=== INPUT FOR THIS TASK ===
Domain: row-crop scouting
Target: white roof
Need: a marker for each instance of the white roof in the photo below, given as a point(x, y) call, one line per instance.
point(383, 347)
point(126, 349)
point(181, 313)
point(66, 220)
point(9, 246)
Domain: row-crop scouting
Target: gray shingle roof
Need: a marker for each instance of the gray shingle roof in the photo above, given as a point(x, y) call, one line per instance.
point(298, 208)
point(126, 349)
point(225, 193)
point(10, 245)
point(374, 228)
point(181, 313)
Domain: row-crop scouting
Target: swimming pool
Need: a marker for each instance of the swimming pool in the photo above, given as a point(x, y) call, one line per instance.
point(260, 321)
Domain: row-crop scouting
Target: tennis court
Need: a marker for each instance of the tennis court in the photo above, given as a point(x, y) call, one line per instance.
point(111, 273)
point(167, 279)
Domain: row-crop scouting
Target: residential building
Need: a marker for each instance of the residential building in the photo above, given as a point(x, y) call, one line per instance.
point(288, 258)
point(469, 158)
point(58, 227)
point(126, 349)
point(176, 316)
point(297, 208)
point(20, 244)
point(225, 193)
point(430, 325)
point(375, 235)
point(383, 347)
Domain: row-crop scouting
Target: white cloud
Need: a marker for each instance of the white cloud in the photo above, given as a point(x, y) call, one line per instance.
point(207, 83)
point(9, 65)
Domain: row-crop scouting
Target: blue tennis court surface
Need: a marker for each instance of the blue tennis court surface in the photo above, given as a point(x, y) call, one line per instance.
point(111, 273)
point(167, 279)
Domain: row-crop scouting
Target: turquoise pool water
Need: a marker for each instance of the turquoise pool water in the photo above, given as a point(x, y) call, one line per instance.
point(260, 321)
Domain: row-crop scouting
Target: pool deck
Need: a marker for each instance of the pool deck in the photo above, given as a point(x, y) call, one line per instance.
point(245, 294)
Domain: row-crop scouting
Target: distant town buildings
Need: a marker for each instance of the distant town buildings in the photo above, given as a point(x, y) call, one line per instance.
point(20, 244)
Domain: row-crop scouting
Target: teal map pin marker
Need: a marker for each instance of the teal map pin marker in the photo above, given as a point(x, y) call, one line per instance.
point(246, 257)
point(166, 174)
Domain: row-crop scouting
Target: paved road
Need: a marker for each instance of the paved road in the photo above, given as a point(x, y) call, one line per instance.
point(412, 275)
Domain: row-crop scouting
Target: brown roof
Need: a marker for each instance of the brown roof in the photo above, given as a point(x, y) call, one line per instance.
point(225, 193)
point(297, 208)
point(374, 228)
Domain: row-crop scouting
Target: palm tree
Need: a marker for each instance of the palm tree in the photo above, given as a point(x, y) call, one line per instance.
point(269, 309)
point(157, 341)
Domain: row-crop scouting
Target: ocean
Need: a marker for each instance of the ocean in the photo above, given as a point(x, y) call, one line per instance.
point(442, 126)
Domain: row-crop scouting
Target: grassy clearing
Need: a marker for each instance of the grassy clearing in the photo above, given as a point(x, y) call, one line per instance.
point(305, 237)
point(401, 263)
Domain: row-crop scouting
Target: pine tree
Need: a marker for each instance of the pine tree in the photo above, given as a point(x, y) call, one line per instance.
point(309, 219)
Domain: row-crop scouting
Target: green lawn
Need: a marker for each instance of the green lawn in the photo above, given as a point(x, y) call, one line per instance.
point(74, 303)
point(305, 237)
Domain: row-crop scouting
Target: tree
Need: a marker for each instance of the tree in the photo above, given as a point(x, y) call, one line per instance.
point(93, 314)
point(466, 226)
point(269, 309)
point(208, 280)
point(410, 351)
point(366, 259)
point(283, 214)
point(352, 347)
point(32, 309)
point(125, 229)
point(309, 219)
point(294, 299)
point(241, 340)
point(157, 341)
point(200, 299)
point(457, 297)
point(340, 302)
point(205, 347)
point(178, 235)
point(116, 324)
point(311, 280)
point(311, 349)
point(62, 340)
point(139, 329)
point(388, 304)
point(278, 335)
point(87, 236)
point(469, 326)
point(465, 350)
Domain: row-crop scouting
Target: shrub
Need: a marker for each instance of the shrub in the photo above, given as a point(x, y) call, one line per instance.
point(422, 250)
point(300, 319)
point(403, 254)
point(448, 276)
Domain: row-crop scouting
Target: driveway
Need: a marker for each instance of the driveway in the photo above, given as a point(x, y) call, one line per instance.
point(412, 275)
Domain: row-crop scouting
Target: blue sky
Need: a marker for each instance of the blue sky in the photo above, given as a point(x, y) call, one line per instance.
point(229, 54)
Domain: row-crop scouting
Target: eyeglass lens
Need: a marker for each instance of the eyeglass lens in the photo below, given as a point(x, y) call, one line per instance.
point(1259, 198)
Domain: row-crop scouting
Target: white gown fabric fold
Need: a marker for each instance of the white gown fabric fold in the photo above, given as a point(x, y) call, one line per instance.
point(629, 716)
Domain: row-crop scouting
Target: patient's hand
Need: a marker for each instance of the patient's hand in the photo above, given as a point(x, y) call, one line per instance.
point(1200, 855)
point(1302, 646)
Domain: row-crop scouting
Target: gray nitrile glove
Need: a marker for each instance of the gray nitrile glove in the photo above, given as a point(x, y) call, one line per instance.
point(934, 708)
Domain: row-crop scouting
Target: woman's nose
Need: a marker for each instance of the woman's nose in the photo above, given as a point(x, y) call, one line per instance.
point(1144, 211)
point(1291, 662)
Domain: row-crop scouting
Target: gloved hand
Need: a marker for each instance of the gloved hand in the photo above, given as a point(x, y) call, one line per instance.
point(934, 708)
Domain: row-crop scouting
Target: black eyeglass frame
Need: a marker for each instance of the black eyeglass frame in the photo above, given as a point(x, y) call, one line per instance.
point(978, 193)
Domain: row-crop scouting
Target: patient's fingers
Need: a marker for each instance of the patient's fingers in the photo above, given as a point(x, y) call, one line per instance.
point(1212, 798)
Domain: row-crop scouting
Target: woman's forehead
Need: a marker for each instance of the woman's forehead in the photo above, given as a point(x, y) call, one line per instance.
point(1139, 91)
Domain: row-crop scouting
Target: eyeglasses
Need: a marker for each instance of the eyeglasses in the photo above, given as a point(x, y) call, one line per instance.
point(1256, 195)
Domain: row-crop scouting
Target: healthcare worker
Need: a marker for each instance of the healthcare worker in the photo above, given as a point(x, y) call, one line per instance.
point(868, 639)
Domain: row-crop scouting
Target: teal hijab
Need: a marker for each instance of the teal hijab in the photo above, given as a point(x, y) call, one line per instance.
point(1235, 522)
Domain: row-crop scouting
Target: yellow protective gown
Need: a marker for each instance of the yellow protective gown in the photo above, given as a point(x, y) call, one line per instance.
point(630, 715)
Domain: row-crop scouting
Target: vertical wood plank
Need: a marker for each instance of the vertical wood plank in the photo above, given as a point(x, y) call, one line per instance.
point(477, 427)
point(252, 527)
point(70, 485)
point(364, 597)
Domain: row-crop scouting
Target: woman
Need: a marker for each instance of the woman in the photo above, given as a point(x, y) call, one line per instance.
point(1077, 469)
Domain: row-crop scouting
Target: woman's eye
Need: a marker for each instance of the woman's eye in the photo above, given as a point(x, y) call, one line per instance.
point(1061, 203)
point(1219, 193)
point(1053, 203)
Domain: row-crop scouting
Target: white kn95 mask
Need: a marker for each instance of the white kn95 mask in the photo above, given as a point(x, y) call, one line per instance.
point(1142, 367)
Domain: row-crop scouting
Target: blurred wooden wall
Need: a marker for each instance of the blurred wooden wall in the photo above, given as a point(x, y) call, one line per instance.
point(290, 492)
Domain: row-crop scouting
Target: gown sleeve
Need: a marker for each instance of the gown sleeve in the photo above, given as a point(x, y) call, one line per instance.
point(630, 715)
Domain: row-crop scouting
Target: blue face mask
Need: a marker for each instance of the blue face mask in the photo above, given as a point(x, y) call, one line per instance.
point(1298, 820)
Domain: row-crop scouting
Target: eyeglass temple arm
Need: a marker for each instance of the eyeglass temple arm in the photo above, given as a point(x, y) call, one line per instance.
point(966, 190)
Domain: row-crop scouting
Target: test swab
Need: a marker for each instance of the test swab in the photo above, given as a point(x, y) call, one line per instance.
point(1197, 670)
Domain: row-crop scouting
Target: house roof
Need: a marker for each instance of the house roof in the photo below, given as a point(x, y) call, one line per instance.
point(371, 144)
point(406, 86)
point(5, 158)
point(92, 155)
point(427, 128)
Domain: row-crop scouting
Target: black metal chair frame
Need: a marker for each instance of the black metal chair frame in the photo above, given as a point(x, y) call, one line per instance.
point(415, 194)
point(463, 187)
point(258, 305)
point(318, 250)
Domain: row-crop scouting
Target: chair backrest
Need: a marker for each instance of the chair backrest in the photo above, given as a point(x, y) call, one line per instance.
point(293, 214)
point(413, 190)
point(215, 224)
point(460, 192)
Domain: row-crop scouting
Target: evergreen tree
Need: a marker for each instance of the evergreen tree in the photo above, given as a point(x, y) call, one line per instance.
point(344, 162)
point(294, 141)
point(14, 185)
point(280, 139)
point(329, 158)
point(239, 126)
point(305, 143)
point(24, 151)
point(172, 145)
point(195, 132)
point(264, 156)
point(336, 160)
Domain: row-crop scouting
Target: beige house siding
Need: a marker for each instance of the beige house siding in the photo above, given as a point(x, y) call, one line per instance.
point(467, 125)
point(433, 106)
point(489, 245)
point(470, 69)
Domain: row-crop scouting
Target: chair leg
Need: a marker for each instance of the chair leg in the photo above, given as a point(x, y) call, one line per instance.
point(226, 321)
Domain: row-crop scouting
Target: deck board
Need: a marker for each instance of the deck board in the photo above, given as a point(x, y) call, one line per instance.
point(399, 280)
===
(WORK REQUEST):
Could you write out, exactly as they stand, only the lines above that begin at the line with "Target: patient's fingers" and stop after the line with "Target: healthcare worker"?

(RESPONSE TO THE EXERCISE):
Target: patient's fingers
Need: a marker for each instance of the patient's fingers in the photo above, given as a point(x, y) call, one line per instance.
point(1212, 798)
Domain: row-crop scouting
Target: woman's forehead
Need: a marker for each instance of the woman's forehead in the photo above, given as a point(x, y) call, one line per instance.
point(1139, 91)
Domain: row-crop scouting
Target: eyeglasses
Need: a marker for each instance of the eyeglasses in the photo above, given as a point(x, y) call, one line per instance.
point(1256, 195)
Domain: row-crop scouting
Target: healthcare worker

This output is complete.